• **Tarefa curta 1**
Nos registros, reescreva da linha que contém "Could you please locate the man's orange" até a linha que contém "277, 221, 309, 243", inclusive, substituindo "cooktop" por "stovetop" e mantendo todo o resto igual. Devolva somente esse trecho.

• **Texto extraído**
--------------------------------------------------

O administrador contemporâneo está ciente de que é por meio das pessoas e somente pela existência delas que as organizações alcançam suas metas, objetivos e o mais importante e relevante quesito para as organizações: Resultados. Evidencia- se, notadamente, que pessoas são os elementos mais importantes nas empresas ou em quaisquer organizações do mundo globalizado e, portanto, somente por meio das mesmas é que as empresas conseguem atingir seus objetivos. 

A moderna Gestão de Pessoas indica a importância da manutenção e da transformação dos colaboradores em talentos, por meio de treinamento e desenvolvimento adequado e contínuo, porém não se deve coisificar o recurso humano, ou seja, não é ético olhar os colaboradores como objetos inertes e apenas receptores de comando; ao contrário, deve-se considerá-los como partícipes do processo de crescimento da organização, como afirma Idalberto Chiavenato (2014, p.3): “[…] organizações bem sucedidas tratam seus colaboradores como parceiros do negócio e fornecedores de competências, não como simples empregados.”

--------------------------------------------------

• **Registros fornecidos**
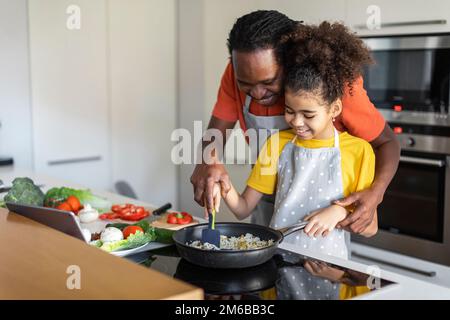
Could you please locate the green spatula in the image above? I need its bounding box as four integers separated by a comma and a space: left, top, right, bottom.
202, 209, 220, 248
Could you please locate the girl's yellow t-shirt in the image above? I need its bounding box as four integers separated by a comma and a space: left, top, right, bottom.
247, 130, 375, 196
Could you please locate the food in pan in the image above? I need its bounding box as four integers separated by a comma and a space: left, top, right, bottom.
186, 233, 274, 250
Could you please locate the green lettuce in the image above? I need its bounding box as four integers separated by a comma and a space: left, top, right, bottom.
3, 178, 44, 207
44, 187, 111, 211
96, 229, 156, 252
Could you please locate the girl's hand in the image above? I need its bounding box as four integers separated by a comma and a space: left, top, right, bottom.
304, 205, 347, 237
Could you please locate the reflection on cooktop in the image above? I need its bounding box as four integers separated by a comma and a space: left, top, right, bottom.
127, 247, 392, 300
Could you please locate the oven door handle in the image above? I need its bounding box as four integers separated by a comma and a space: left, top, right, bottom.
400, 156, 446, 168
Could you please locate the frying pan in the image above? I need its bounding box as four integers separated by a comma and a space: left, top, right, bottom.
173, 222, 308, 269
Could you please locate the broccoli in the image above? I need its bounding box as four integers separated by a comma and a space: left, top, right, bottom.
3, 178, 44, 206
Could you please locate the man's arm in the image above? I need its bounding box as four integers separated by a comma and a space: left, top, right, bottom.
334, 123, 400, 233
191, 116, 236, 212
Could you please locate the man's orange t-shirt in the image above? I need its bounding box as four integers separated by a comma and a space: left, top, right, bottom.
212, 63, 385, 142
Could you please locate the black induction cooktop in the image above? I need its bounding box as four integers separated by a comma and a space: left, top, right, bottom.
127, 246, 392, 300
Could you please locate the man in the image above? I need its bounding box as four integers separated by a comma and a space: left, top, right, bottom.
191, 11, 400, 233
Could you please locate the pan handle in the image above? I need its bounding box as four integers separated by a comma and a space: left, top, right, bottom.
277, 221, 309, 243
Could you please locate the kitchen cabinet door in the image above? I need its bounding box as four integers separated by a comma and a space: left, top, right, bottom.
29, 0, 111, 189
347, 0, 450, 35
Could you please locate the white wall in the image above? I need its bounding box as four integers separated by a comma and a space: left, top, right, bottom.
0, 0, 178, 208
108, 0, 178, 208
0, 0, 33, 170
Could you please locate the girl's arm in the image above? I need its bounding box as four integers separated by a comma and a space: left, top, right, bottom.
304, 204, 378, 237
224, 185, 263, 220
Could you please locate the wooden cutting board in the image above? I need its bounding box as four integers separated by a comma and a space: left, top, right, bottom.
151, 213, 199, 230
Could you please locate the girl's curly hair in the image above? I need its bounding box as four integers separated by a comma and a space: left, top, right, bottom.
284, 22, 373, 104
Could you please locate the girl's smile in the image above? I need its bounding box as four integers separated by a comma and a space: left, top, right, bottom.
285, 90, 342, 140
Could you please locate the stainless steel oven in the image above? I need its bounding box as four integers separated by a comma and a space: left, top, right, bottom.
352, 35, 450, 266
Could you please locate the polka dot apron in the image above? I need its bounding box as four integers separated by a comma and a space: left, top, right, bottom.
270, 129, 348, 259
270, 129, 348, 300
242, 95, 290, 226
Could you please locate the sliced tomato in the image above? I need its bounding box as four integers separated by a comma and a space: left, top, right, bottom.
120, 211, 149, 221
122, 226, 144, 239
66, 196, 81, 212
177, 212, 193, 224
56, 202, 72, 211
99, 212, 120, 220
167, 213, 178, 224
111, 204, 125, 212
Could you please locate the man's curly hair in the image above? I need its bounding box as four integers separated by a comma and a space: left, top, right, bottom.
284, 22, 373, 104
227, 10, 298, 64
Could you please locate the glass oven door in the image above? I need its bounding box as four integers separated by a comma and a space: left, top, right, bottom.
378, 151, 447, 243
364, 35, 450, 113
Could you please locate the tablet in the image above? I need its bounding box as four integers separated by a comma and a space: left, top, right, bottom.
6, 202, 85, 242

--------------------------------------------------

• **Tarefa curta 2**
Transcreva integralmente, palavra por palavra, o texto sobre gestão de pessoas.

• **Resultado correto 1**
Could you please locate the man's orange t-shirt in the image above? I need its bounding box as four integers separated by a comma and a space: left, top, right, bottom.
212, 63, 385, 142
Could you please locate the black induction stovetop in the image above? I need its bounding box as four integers separated by a comma and a space: left, top, right, bottom.
127, 246, 392, 300
Could you please locate the man in the image above? I need its bounding box as four integers separated by a comma and a space: left, top, right, bottom.
191, 11, 400, 233
Could you please locate the pan handle in the image above? I need its bounding box as four integers separated by a comma and a space: left, top, right, bottom.
277, 221, 309, 243

• **Resultado correto 2**
O administrador contemporâneo está ciente de que é por meio das pessoas e somente pela existência delas que as organizações alcançam suas metas, objetivos e o mais importante e relevante quesito para as organizações: Resultados. Evidencia- se, notadamente, que pessoas são os elementos mais importantes nas empresas ou em quaisquer organizações do mundo globalizado e, portanto, somente por meio das mesmas é que as empresas conseguem atingir seus objetivos. 

A moderna Gestão de Pessoas indica a importância da manutenção e da transformação dos colaboradores em talentos, por meio de treinamento e desenvolvimento adequado e contínuo, porém não se deve coisificar o recurso humano, ou seja, não é ético olhar os colaboradores como objetos inertes e apenas receptores de comando; ao contrário, deve-se considerá-los como partícipes do processo de crescimento da organização, como afirma Idalberto Chiavenato (2014, p.3): “[…] organizações bem sucedidas tratam seus colaboradores como parceiros do negócio e fornecedores de competências, não como simples empregados.”